TEXT SHOWN:
Coro. to the Orthogonality Thm. for Chars. of Irreducible Group Reps.

# Corollaries to the Orthogonality Theorem for Characters of Irreducible Group Representations

Recall from The Orthogonality Theorem for Characters of Irreducible Group Representations page that if $G$ is a finite group and $V$, $W$ are representations of $G$ then:

**1.**If $V$ and $W$ are irreducible representations that are not isomorphic then:

\begin{align} \quad \langle \chi_V, \chi_W \rangle = 0 \end{align}

**2.**If $V = W$ is an irreducible representation then:

\begin{align} \quad \langle \chi_V, \chi_V \rangle = 1 \end{align}

We will now look at some corollaries to the above theorem.

Corollary 1: Let $G$ be a finite group and let $W$ be a group representation of $G$. If $W$ has a decomposition $W = \bigoplus_{i=1}^{m} V_k^{\oplus n_k}$ into irreducibles $V_1$, $V_2$, …, $V_m$, and where $n_1$, $n_2$, …, $n_m$ denote the multiplicities of each irreducible, then $n_k = \langle \chi_{W}, \chi_{V_k} \rangle$ for each $1 \leq k \leq m$. |

**Proof:**Let $W = \bigoplus_{i=1}^{m} V_k^{\oplus n_k}$. Then the character of $W$ is given by:

\begin{align} \quad \chi_W = \sum_{i=1}^{m} n_i \chi_{V_i} \end{align}

- Thus for each $1 \leq k \leq n$ we have that:

\begin{align} \quad \langle \chi_W, \chi_{V_k} \rangle &= \left \langle \sum_{i=1}^{m} n_i \chi_{V_i}, \chi_{V_k} \right \rangle \\ &= \sum_{i=1}^{m} n_i \langle \chi_{V_i}, \chi_{V_k} \rangle \\ &= n_k \langle \chi_{V_k} ,\chi_{V_k} \rangle \\ &= n_k \end{align}

Corollary 2: Let $G$ be a finite group and let $V$ and $W$ be representations of $G$. Then $V$ and $W$ are isomorphic representations if and only if the characters $\chi_V$ and $\chi_W$ are the same. |

Corollary 3: Let $G$ be a finite group and let $V$ be a representation of $G$. Then $V$ is irreducible if and only if $\langle \chi_V, \chi_V \rangle = 1$. |

**Proof:**$\Rightarrow$ Suppose that $V$ is irreducible. Then by the above theorem $\langle \chi_V, \chi_V \rangle = 1$.

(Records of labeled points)
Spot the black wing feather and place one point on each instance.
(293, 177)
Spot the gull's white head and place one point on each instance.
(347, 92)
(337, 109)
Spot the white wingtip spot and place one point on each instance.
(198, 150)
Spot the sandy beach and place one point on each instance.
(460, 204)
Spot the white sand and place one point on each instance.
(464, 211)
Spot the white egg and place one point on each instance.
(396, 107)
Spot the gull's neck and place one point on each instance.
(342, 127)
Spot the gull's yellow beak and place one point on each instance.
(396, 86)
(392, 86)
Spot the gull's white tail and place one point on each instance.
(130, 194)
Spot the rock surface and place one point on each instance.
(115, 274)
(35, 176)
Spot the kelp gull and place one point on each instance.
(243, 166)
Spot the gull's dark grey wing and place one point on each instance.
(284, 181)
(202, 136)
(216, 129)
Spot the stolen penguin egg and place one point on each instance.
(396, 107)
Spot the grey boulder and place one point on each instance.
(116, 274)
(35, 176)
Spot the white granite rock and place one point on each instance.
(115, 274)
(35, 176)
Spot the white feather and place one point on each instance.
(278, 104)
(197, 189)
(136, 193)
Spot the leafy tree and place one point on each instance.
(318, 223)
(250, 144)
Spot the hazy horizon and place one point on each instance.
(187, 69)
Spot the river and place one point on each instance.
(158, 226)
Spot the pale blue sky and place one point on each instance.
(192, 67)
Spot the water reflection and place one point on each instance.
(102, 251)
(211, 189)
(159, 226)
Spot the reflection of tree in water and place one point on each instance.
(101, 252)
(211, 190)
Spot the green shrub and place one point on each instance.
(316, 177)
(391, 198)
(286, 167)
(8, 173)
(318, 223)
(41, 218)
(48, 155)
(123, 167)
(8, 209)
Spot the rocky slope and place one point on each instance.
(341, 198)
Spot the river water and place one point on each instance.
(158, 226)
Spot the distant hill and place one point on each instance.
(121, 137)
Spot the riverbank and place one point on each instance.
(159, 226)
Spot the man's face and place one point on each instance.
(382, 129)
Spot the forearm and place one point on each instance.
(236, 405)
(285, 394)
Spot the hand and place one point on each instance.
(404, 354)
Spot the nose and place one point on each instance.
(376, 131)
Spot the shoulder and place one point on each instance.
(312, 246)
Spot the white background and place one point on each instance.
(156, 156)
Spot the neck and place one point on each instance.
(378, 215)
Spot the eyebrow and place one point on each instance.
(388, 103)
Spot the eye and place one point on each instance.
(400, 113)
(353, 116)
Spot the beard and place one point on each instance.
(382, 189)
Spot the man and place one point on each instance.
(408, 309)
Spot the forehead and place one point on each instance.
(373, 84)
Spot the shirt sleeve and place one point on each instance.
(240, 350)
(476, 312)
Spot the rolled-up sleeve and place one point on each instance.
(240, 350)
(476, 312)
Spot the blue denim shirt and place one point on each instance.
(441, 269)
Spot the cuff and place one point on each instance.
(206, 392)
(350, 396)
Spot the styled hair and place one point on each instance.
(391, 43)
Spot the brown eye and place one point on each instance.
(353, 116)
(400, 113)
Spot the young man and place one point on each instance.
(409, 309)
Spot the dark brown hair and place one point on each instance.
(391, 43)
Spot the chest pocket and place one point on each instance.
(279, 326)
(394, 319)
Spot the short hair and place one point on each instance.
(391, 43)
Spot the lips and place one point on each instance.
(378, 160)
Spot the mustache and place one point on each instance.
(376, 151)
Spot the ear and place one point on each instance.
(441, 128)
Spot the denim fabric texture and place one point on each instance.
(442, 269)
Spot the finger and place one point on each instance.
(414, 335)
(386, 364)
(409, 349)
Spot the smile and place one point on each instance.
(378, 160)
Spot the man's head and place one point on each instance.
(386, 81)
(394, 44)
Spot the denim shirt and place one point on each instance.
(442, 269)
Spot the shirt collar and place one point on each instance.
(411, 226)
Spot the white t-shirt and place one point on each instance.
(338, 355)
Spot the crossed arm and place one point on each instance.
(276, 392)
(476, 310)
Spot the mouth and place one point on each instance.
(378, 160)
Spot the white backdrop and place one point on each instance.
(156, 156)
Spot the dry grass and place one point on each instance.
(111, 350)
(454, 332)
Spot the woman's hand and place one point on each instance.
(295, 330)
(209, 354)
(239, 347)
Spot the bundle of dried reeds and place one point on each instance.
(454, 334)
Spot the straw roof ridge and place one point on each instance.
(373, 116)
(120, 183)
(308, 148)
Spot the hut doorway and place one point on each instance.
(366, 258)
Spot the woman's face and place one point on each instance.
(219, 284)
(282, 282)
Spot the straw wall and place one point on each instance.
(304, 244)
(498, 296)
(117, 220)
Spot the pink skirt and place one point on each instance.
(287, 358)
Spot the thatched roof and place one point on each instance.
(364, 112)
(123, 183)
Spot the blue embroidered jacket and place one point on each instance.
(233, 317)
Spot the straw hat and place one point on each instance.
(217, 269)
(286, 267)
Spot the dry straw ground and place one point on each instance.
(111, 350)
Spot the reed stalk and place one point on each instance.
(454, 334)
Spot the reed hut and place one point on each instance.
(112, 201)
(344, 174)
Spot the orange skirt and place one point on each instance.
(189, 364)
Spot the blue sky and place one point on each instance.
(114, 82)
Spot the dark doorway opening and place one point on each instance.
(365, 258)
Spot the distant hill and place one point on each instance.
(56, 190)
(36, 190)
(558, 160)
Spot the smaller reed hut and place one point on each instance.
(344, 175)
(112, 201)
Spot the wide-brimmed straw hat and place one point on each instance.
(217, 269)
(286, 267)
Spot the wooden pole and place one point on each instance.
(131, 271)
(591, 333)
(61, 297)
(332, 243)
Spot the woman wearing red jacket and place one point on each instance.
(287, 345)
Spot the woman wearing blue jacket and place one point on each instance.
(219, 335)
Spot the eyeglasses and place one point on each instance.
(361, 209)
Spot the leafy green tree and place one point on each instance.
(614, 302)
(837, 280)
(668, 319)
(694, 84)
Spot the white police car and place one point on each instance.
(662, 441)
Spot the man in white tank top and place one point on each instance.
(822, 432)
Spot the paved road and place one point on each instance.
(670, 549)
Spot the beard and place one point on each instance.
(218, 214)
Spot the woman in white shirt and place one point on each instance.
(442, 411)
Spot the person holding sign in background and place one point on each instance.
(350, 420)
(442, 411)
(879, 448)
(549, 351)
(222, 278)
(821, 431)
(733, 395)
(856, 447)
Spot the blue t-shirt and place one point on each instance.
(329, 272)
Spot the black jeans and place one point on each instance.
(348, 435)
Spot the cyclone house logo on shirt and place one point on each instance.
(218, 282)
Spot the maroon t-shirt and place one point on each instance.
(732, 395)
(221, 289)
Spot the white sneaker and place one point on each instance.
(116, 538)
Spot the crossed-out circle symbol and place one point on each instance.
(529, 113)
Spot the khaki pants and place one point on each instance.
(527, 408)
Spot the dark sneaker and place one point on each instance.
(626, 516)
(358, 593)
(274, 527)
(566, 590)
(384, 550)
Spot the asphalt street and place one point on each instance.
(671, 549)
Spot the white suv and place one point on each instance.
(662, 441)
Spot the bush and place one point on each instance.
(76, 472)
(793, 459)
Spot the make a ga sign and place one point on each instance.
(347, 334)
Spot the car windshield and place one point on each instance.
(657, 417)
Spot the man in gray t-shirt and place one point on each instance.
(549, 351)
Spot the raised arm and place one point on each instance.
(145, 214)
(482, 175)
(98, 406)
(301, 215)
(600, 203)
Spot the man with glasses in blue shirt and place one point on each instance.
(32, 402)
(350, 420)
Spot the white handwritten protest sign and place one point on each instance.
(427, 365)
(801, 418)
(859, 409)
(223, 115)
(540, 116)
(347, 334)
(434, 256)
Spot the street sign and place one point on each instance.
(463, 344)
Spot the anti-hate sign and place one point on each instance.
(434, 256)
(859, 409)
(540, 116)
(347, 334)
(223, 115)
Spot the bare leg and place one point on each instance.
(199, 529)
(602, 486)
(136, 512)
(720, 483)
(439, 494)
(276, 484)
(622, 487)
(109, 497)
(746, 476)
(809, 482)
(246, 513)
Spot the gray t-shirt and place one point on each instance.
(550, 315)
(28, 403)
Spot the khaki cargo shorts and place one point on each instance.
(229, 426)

GOALS:
- 1) According to the page on corollaries to the orthogonality theorem, when are two representations of a finite group isomorphic?
- 2) Pull out every line of the entries that contains the word "leafy". Case counts.

TASK RESPONSES:
- 1) They are isomorphic if and only if their characters are the same.

- 2)
Spot the leafy tree and place one point on each instance.
Spot the leafy green tree and place one point on each instance.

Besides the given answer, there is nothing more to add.